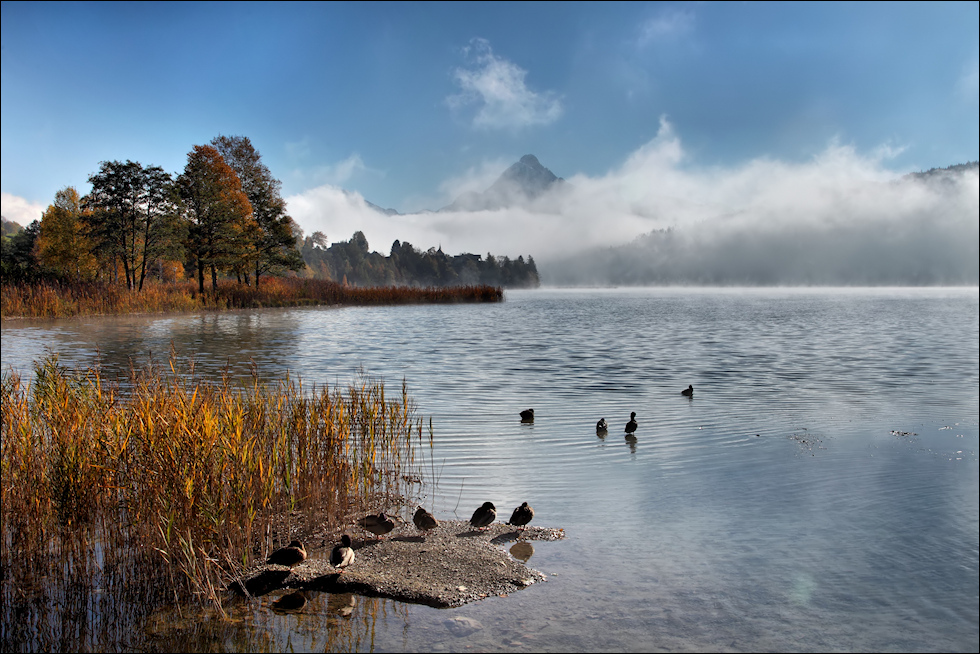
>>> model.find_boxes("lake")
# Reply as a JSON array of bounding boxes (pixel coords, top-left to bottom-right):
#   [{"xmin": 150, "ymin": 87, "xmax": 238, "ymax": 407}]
[{"xmin": 2, "ymin": 287, "xmax": 978, "ymax": 652}]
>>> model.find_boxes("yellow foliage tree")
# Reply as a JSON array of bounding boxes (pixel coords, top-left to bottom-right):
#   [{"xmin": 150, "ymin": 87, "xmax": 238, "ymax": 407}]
[{"xmin": 36, "ymin": 187, "xmax": 99, "ymax": 282}]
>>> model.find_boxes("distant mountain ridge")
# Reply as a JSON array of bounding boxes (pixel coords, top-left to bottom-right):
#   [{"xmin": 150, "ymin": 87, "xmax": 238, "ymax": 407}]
[
  {"xmin": 905, "ymin": 161, "xmax": 979, "ymax": 183},
  {"xmin": 357, "ymin": 158, "xmax": 976, "ymax": 216},
  {"xmin": 365, "ymin": 200, "xmax": 401, "ymax": 216},
  {"xmin": 361, "ymin": 154, "xmax": 565, "ymax": 215},
  {"xmin": 439, "ymin": 154, "xmax": 565, "ymax": 212}
]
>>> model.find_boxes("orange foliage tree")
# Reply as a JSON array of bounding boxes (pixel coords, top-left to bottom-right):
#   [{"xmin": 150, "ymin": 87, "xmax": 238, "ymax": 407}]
[
  {"xmin": 177, "ymin": 145, "xmax": 255, "ymax": 294},
  {"xmin": 211, "ymin": 135, "xmax": 304, "ymax": 287}
]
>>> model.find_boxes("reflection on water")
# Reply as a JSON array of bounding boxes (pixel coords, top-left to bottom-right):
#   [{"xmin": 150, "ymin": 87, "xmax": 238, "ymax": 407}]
[
  {"xmin": 271, "ymin": 591, "xmax": 310, "ymax": 614},
  {"xmin": 510, "ymin": 542, "xmax": 534, "ymax": 562},
  {"xmin": 2, "ymin": 288, "xmax": 978, "ymax": 652},
  {"xmin": 142, "ymin": 592, "xmax": 400, "ymax": 652},
  {"xmin": 327, "ymin": 593, "xmax": 357, "ymax": 617}
]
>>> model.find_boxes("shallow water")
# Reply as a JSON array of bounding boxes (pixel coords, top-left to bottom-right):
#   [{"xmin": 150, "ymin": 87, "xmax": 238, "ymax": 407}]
[{"xmin": 3, "ymin": 287, "xmax": 978, "ymax": 652}]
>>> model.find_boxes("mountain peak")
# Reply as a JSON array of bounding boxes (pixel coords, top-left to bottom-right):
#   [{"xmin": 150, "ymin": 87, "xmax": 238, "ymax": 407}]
[{"xmin": 441, "ymin": 154, "xmax": 564, "ymax": 212}]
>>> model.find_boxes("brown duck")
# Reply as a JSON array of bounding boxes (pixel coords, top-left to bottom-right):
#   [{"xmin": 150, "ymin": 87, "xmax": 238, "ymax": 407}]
[
  {"xmin": 267, "ymin": 540, "xmax": 307, "ymax": 567},
  {"xmin": 470, "ymin": 501, "xmax": 497, "ymax": 530},
  {"xmin": 357, "ymin": 512, "xmax": 398, "ymax": 539},
  {"xmin": 413, "ymin": 506, "xmax": 440, "ymax": 535},
  {"xmin": 507, "ymin": 502, "xmax": 534, "ymax": 530}
]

-*-*-

Task brief ▸
When a line in the listing has the string "foliage" in it, return that line.

Your response ▸
>>> model.find_boxes("yellow foliage tree")
>>> model.find_boxes("orange foliage tree")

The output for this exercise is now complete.